>> begin INPUT ROWS

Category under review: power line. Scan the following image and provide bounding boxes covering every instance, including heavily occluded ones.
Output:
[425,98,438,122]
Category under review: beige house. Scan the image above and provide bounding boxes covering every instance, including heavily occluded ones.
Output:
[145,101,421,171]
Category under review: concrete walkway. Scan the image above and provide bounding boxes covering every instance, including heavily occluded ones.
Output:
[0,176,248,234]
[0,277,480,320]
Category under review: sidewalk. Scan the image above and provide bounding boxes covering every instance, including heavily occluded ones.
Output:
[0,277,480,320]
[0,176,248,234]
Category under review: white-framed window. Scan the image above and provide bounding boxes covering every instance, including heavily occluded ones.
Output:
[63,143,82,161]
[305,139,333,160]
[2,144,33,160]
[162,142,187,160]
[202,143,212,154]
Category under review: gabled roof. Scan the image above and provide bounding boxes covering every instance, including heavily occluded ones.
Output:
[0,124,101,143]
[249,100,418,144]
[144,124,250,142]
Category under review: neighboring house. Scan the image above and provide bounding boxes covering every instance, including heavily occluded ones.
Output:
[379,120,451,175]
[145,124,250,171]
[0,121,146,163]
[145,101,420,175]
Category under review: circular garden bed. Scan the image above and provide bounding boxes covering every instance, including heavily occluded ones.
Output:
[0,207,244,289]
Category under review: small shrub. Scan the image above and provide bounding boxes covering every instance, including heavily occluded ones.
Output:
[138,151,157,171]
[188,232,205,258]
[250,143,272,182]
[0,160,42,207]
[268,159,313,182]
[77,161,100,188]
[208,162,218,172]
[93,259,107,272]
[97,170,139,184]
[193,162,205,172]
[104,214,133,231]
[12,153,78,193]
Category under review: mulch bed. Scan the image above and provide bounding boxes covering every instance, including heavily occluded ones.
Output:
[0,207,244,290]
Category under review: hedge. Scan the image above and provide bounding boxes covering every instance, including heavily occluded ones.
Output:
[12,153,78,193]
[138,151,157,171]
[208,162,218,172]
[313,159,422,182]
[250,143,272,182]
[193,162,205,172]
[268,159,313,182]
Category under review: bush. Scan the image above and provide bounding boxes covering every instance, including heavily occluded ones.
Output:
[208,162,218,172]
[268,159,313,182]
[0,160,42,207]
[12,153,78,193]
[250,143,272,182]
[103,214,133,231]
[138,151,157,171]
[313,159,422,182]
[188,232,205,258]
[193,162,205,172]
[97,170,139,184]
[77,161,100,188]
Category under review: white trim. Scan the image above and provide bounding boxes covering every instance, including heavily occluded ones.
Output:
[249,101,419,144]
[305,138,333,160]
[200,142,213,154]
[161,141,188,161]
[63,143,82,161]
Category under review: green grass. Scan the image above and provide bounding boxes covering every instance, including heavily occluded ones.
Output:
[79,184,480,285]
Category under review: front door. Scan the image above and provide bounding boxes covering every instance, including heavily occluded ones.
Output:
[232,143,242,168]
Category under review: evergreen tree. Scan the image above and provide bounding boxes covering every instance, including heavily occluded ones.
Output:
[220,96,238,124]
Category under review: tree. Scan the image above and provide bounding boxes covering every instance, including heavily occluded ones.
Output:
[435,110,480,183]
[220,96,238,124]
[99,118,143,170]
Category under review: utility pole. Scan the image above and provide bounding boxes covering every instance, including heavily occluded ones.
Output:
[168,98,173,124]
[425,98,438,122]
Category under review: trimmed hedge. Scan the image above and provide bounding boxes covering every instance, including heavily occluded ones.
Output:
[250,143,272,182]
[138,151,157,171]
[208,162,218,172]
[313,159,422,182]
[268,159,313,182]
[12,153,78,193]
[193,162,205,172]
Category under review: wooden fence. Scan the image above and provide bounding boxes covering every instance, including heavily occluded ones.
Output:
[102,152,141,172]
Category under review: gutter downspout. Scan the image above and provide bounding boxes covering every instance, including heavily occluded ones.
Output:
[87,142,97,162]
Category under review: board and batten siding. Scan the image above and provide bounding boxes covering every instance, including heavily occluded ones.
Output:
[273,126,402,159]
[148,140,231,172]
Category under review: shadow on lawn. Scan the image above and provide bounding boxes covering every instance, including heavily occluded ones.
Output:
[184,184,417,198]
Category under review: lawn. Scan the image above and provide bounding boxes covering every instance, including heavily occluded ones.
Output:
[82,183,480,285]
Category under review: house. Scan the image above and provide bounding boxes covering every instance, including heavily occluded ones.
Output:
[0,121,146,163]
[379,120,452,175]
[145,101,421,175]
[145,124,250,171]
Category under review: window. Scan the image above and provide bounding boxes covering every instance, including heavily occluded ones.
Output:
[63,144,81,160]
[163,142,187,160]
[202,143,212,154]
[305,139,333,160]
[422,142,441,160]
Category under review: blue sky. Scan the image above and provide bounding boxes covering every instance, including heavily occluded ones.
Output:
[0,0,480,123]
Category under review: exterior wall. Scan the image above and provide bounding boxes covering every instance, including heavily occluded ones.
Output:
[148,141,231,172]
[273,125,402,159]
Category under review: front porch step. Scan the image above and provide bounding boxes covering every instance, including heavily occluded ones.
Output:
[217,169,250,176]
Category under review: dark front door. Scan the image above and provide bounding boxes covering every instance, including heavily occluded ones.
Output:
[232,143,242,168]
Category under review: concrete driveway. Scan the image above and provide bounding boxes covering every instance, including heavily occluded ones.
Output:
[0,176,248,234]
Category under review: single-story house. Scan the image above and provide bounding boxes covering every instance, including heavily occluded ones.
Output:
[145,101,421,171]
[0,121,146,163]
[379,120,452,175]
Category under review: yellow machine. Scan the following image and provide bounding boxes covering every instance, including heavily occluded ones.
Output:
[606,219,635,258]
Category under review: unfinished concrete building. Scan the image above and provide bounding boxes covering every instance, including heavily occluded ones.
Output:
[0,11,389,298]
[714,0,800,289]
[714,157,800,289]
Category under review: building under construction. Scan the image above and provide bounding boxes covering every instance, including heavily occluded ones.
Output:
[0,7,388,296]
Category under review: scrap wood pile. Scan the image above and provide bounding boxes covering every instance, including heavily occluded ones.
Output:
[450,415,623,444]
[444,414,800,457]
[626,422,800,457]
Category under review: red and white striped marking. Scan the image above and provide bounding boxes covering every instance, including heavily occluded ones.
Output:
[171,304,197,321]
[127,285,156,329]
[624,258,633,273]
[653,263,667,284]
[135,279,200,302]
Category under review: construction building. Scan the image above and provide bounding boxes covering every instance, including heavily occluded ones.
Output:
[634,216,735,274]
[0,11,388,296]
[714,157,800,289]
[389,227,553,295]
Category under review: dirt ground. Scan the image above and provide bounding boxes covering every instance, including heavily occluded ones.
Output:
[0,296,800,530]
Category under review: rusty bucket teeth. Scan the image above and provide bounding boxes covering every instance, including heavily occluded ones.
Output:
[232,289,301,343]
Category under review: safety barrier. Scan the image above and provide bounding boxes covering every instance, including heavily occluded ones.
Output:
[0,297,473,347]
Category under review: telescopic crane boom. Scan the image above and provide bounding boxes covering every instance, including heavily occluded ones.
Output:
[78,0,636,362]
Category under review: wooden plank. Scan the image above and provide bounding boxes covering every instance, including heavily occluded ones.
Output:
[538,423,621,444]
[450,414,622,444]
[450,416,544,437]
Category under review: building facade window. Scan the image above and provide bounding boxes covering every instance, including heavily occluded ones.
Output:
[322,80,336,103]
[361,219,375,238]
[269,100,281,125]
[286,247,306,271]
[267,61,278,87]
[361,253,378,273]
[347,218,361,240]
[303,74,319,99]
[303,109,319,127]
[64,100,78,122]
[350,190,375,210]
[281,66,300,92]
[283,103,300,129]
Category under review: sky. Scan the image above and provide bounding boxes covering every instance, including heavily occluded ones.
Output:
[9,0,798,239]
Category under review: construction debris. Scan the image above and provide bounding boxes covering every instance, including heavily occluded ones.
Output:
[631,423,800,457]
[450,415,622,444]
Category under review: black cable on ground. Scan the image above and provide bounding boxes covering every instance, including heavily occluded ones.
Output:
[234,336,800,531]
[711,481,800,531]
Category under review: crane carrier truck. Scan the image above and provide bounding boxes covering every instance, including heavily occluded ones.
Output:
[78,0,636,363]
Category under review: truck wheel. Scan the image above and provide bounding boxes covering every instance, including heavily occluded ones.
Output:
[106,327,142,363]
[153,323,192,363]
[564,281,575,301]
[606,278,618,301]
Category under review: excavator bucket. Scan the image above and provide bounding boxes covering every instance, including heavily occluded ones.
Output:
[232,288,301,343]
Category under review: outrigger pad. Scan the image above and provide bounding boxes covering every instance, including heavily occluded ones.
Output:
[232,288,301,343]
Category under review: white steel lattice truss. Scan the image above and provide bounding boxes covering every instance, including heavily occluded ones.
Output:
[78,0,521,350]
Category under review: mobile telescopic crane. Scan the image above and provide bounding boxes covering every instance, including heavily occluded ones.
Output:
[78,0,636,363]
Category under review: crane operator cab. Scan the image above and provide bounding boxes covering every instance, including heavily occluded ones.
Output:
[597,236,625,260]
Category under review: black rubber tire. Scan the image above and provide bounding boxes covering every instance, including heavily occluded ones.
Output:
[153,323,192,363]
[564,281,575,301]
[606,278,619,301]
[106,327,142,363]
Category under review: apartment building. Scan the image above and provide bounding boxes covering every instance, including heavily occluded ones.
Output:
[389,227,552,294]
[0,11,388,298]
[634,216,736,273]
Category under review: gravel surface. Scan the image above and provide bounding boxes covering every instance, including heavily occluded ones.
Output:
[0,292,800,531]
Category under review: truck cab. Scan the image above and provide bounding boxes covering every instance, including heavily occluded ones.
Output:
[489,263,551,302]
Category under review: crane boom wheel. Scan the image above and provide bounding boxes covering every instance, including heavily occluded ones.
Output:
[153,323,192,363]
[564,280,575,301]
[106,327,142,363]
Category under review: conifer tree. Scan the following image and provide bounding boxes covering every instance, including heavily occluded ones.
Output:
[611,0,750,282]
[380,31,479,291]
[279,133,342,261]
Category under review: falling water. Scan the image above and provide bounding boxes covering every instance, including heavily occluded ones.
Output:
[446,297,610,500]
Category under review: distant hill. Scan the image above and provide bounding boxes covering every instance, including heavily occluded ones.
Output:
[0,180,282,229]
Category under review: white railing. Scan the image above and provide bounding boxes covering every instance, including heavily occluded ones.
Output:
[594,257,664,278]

>> end INPUT ROWS
>> begin INPUT ROWS

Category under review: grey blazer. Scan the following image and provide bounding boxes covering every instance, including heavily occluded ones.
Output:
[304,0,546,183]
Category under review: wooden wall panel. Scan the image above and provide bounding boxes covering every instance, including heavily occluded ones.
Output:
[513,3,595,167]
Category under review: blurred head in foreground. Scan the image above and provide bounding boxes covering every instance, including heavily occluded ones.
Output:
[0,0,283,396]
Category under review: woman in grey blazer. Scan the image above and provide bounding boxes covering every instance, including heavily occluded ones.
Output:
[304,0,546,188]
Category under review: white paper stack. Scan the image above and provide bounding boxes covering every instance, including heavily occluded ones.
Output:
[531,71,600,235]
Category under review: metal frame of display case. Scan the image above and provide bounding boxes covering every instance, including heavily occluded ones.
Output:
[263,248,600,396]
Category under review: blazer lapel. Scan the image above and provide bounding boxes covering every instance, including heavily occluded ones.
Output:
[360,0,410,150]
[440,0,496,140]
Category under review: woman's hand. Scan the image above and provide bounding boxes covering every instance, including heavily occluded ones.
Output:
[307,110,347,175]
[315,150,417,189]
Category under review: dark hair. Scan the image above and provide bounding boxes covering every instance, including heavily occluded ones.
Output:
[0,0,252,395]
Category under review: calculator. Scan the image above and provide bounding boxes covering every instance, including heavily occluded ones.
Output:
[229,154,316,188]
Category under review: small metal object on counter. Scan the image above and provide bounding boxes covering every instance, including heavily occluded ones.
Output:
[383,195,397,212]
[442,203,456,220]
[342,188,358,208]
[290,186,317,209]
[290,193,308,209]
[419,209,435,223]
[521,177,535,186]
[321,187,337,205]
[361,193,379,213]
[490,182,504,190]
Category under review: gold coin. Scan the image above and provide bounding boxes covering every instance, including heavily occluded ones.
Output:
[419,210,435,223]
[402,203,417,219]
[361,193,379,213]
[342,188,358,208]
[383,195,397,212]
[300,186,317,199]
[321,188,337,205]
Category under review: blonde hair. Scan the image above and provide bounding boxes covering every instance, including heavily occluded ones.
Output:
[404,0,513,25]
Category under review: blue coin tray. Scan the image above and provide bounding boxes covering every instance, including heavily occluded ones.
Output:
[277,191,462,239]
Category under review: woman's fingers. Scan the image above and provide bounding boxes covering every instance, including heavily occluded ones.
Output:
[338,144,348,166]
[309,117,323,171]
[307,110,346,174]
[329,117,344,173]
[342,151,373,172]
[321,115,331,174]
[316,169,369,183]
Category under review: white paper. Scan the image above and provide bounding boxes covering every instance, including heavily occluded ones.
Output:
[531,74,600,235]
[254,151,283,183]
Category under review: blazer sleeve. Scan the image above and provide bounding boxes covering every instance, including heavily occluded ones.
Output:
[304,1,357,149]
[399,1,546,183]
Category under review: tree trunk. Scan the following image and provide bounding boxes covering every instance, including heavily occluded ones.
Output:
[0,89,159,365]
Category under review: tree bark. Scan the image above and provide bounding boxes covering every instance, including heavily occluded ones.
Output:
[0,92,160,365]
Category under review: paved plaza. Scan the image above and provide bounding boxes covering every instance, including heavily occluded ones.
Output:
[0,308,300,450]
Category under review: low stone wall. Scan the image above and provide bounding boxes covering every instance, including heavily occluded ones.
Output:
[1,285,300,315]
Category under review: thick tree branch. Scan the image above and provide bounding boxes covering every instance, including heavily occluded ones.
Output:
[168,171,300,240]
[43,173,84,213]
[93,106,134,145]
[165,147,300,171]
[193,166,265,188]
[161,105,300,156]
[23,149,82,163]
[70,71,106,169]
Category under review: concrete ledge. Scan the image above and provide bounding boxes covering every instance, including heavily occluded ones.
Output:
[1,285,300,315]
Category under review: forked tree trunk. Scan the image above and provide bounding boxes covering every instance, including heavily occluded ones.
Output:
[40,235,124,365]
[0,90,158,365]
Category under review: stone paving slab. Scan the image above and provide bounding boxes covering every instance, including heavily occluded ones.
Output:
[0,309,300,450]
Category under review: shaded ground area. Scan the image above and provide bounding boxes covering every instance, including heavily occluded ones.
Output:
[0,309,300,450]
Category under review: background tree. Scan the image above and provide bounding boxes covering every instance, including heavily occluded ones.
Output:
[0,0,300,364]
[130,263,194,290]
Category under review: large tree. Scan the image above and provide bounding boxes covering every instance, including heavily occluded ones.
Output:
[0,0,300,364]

>> end INPUT ROWS

Copy out, word for word, the lines of the items above, starting with the line that contains "Category under review: dirt" and ending with the line that contains "[0,296,800,530]". Include both of those lines and nothing else.

WORKED SOLUTION ▸
Category under review: dirt ground. Scan the image above and provide bounding boxes covering every instance, including heavily occluded ones.
Output:
[0,296,800,530]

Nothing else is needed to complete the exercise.